TASK PROMPT
Return every one of the rows below, reproducing each line verbatim. Omit the pictures from your answer.

>> BEGIN INFORMATION GIVEN

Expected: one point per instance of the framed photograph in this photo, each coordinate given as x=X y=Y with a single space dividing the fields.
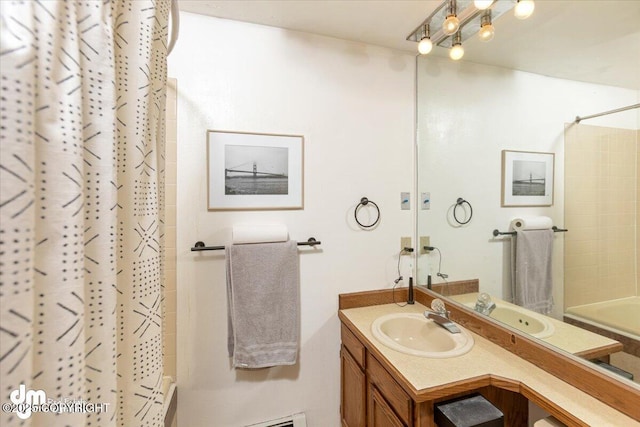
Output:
x=254 y=171
x=527 y=178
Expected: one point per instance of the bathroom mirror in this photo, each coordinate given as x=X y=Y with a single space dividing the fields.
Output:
x=467 y=113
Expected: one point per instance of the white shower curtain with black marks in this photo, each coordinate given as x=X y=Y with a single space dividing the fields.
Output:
x=82 y=179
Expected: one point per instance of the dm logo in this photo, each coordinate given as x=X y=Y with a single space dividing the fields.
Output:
x=25 y=399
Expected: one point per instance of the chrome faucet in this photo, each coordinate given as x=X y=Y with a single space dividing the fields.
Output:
x=484 y=305
x=440 y=316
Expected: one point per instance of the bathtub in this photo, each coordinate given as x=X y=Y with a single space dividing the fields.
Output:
x=617 y=319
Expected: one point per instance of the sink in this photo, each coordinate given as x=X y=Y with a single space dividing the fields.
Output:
x=522 y=319
x=412 y=333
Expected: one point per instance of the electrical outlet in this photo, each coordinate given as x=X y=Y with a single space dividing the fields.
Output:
x=405 y=201
x=424 y=241
x=405 y=242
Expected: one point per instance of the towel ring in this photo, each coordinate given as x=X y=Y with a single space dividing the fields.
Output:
x=461 y=202
x=363 y=202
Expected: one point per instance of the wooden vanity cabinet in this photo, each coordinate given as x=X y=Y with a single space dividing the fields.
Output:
x=371 y=396
x=353 y=390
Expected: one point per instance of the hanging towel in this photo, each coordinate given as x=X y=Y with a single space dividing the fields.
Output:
x=533 y=283
x=263 y=304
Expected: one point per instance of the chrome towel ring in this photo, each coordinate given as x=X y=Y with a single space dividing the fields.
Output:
x=364 y=202
x=460 y=203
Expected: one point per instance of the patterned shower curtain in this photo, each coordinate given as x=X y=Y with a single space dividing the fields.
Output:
x=82 y=180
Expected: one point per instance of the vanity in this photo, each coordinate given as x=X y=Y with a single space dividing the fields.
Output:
x=386 y=387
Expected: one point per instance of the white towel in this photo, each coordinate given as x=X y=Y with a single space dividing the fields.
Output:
x=533 y=282
x=263 y=304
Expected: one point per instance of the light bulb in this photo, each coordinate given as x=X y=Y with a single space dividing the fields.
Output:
x=425 y=46
x=482 y=4
x=524 y=9
x=486 y=32
x=450 y=25
x=456 y=52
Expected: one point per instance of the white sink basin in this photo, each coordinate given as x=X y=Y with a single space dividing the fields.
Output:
x=414 y=334
x=522 y=319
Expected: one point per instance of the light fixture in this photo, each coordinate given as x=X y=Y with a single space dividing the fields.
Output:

>> END INFORMATION GIVEN

RESULT OF THIS EXERCISE
Expected: one point per instance of the framed photograph in this photo, each coordinate given as x=X y=Y with a single space dividing the fields.
Output:
x=254 y=171
x=527 y=178
Expected: one point per instance of the bathroom mirror in this photo, each coordinate given as x=X y=Y with a single space dividing the fields.
Output:
x=467 y=113
Expected: one point per instance of the white shower curtain with black marks in this photo, each coordinate given as x=X y=Y with a single space dividing the fields.
Output:
x=82 y=179
Expected: one point per instance of the dm logo in this photo, each coordinate given as x=X y=Y with a single space dividing the fields.
Output:
x=25 y=399
Expected: one point per instance of the chrome faucet in this photo, each coordinate given as x=X y=Y with a single space dividing the fields.
Output:
x=484 y=305
x=440 y=316
Expected: one point per instance of the bathtub in this photo, each coordinate given as x=X y=Y with a single space dividing the fields.
Output:
x=617 y=319
Expected: one point per instance of the sink in this photo, each coordinate given as x=X y=Y with a single space dividing the fields.
Output:
x=522 y=319
x=412 y=333
Expected: one point per instance of the electrical outlet in this photo, each coordinate given as x=X y=Y with a single space dividing the fields.
Output:
x=405 y=201
x=424 y=241
x=405 y=242
Expected: one point per instance of the towel ring in this photo, each coordinate given as x=X y=Y with a single space dividing the fields.
Output:
x=461 y=202
x=363 y=202
Expected: one point per instance of the wooden vanity cabinet in this photo, each coordinate given as x=X y=Y with a single space dividing the fields.
Output:
x=371 y=396
x=353 y=390
Expected: one point per instance of the hanging towel in this photo, each coordinate given as x=X y=Y with a single space dividing the fields.
Output:
x=533 y=283
x=263 y=304
Expected: one point per instance of the chrome towel ring in this photo, each coordinate given as x=X y=Y with a single space dividing the fields.
Output:
x=364 y=202
x=460 y=203
Expected: one point per instance of the patterned shower curtain in this photo, each coordinate given as x=X y=Y with a single space dividing the fields.
Output:
x=82 y=180
Expected: one point per instance of the vanity in this photo, each coordinate given as x=X y=Y with a single space dividing the fields.
Output:
x=386 y=387
Expected: one point per instance of the white towel in this photo, each coordinate given as x=X y=Y with a single space dividing the fields.
Output:
x=533 y=282
x=263 y=304
Expected: one point per instance of the light bulb in this photo, each coordinate given as x=X y=Y with a single space dividing the fields.
Output:
x=425 y=46
x=482 y=4
x=524 y=9
x=486 y=32
x=450 y=25
x=456 y=52
Expected: one point per instance of the white sink basin in this photo, each coordinate given as x=X y=Y with a single space dividing the fields.
Output:
x=414 y=334
x=522 y=319
Expected: one point per instance of the light fixture in this photo, each coordinate given as x=X y=Y with a single space dividing the fields.
Output:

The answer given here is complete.